Your instructions — In every one of the items, swap "instance" for "occurrence" and leave everything else unchanged.

(Named object pointing entries)
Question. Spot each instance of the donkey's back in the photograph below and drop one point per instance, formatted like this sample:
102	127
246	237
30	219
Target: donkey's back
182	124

Expected output —
Question. Spot each occurrence of the donkey's back in the photograph below and drop one point per occurrence, formatted like this sample:
102	127
246	237
30	219
Target: donkey's back
182	124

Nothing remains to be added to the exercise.